* **Exercise brief**
Please copy out the whole article on CRM trends for 2002 below, word for word.

* **Text excerpt**
________________

10 CRM Trends to Watch in 2002
The technology and strategy are in place; now it's time to see a return on your customer relationship management (CRM) investment.
"Companies' CRM investment decisions in 2002 will be driven by the need to produce measurable business results within IT and marketing departments that face mounting budget pressures," report executives at Braun Consulting, a Chicago-based professional services firm.
Based on its work on combining CRM technology with business strategy for its clients, Braun executives cite the following 10 CRM trends as potentially having the greatest impact in 2002.
1. In a down economy, highly successful companies will invest more in customers, not less.
"Despite the uncertain economic environment, successful companies will continue to invest in CRM initiatives, shifting their emphasis from customer acquisition to retention," says Larry Goldman, Braun's vice president of customer solutions. In such a climate, consumers are more sensitive to their cash outlays and spend less in a down economy than they do in a booming economy. As such, companies must retain the customers they already have, because customer acquisition is not as easy as before. They must work harder to get those same dollars.
2. Companies will compete for customer share, not market share.
Before the economy turned south, consumers spread out their spending and even may have split spending across multiple channels, explains Goldman. But as consumers consolidate their dollars, companies have an opportunity to gain a greater share of their customers' business.
For example, a customer may buy products and services from you at the retail level, but prefers to shop your competitor by Web. If you invest in your Web channel, you potentially can grab the dollars that consumer is spending with your competitor.
3. CRM will evolve to CVM.
CRM largely is viewed as a technology-driven strategy. Customer Value Management (CVM) is the approach by which companies realize a return on their CRM investment. You can't buy CRM in a box. Rather, you need to change your cultural and corporate mentality. Determine your cost- and revenue-drivers, then base your business decisions on those metrics, Goldman advises.
4. Companies will heighten their focus on data analysis and organization to avoid information roadblocks.
Braun executives project companies will place a much greater emphasis on the analysis and organization of data.
Data often are difficult for users to access, whether they are of insufficient quality, locked away in an antiquated legacy system or present an incomplete data picture. Goldman predicts that 2002 will be the "year of the user." Easy access to data will enable marketers to quickly obtain easy-to-understand information from which they can make better business decisions.

________________

* **Stored records**
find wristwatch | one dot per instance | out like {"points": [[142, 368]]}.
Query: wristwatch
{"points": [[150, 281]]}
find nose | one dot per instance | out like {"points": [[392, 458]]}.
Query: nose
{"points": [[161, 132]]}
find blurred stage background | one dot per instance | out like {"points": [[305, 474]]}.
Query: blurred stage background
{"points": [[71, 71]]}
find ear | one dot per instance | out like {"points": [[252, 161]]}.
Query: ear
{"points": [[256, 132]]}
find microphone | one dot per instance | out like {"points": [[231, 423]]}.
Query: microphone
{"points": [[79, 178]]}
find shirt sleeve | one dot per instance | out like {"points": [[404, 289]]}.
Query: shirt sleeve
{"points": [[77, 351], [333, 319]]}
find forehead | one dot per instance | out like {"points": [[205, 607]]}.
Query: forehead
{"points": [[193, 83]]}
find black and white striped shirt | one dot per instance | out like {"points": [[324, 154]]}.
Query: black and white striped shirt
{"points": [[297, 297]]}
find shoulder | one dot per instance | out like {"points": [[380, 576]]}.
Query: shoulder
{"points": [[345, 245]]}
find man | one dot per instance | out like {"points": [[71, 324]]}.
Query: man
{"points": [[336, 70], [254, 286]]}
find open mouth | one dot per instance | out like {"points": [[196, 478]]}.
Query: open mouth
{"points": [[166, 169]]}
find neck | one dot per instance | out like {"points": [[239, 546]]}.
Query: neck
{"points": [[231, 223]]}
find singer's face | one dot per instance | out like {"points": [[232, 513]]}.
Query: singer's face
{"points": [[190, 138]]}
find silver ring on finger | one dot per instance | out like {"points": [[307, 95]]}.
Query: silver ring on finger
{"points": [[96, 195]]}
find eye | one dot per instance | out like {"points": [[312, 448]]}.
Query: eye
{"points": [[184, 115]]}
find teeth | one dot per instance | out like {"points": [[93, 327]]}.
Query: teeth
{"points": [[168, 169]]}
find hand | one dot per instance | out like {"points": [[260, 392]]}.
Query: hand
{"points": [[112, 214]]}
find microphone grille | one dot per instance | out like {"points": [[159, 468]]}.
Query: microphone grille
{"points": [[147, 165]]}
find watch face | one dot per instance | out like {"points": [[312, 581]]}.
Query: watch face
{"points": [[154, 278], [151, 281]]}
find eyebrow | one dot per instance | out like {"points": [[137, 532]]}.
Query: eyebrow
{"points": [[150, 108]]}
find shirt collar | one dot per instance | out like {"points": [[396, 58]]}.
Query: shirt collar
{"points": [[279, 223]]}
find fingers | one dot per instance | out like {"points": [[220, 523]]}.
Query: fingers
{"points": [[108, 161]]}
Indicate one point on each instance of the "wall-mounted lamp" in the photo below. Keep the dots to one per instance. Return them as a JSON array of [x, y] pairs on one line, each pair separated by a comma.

________________

* **The completed task**
10 CRM Trends to Watch in 2002
The technology and strategy are in place; now it's time to see a return on your customer relationship management (CRM) investment.
"Companies' CRM investment decisions in 2002 will be driven by the need to produce measurable business results within IT and marketing departments that face mounting budget pressures," report executives at Braun Consulting, a Chicago-based professional services firm.
Based on its work on combining CRM technology with business strategy for its clients, Braun executives cite the following 10 CRM trends as potentially having the greatest impact in 2002.
1. In a down economy, highly successful companies will invest more in customers, not less.
"Despite the uncertain economic environment, successful companies will continue to invest in CRM initiatives, shifting their emphasis from customer acquisition to retention," says Larry Goldman, Braun's vice president of customer solutions. In such a climate, consumers are more sensitive to their cash outlays and spend less in a down economy than they do in a booming economy. As such, companies must retain the customers they already have, because customer acquisition is not as easy as before. They must work harder to get those same dollars.
2. Companies will compete for customer share, not market share.
Before the economy turned south, consumers spread out their spending and even may have split spending across multiple channels, explains Goldman. But as consumers consolidate their dollars, companies have an opportunity to gain a greater share of their customers' business.
For example, a customer may buy products and services from you at the retail level, but prefers to shop your competitor by Web. If you invest in your Web channel, you potentially can grab the dollars that consumer is spending with your competitor.
3. CRM will evolve to CVM.
CRM largely is viewed as a technology-driven strategy. Customer Value Management (CVM) is the approach by which companies realize a return on their CRM investment. You can't buy CRM in a box. Rather, you need to change your cultural and corporate mentality. Determine your cost- and revenue-drivers, then base your business decisions on those metrics, Goldman advises.
4. Companies will heighten their focus on data analysis and organization to avoid information roadblocks.
Braun executives project companies will place a much greater emphasis on the analysis and organization of data.
Data often are difficult for users to access, whether they are of insufficient quality, locked away in an antiquated legacy system or present an incomplete data picture. Goldman predicts that 2002 will be the "year of the user." Easy access to data will enable marketers to quickly obtain easy-to-understand information from which they can make better business decisions.